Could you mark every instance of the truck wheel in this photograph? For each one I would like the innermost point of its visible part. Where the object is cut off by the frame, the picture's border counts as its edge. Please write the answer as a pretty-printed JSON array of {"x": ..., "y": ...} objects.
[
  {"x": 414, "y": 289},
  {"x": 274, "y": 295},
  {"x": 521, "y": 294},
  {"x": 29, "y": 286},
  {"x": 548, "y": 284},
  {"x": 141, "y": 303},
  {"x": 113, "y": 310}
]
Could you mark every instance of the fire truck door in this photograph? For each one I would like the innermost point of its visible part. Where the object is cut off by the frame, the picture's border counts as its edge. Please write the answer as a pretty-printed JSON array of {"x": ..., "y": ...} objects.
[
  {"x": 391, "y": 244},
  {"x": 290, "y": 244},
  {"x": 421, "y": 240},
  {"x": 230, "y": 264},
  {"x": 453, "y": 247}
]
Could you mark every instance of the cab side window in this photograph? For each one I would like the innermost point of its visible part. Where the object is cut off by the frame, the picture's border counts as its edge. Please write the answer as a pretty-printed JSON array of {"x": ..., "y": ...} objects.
○ ○ ○ ○ ○ ○ ○
**What is required**
What are the lines from the one with "Could you mark every instance of the fire" through the end of the records above? Set them down exactly, both ends included, and nothing else.

**Answer**
Could you mark every instance of the fire truck door in this photograph? For each one I would like the innermost point of its visible part. Where the object is cut off by the frame, the picture's border counts as its edge. Please write the answer as a pretty-printed JSON array of {"x": ..., "y": ...} objects.
[
  {"x": 391, "y": 244},
  {"x": 290, "y": 244},
  {"x": 421, "y": 240},
  {"x": 230, "y": 264},
  {"x": 453, "y": 247}
]
Could you mark every instance of the cab side window in this photograph? For each one I would like the innermost point of its visible part. Where the object is cut off by the frame, the picture's border counts as its edge. Please write the answer as a pretty-printed JSON array of {"x": ..., "y": ...} objects.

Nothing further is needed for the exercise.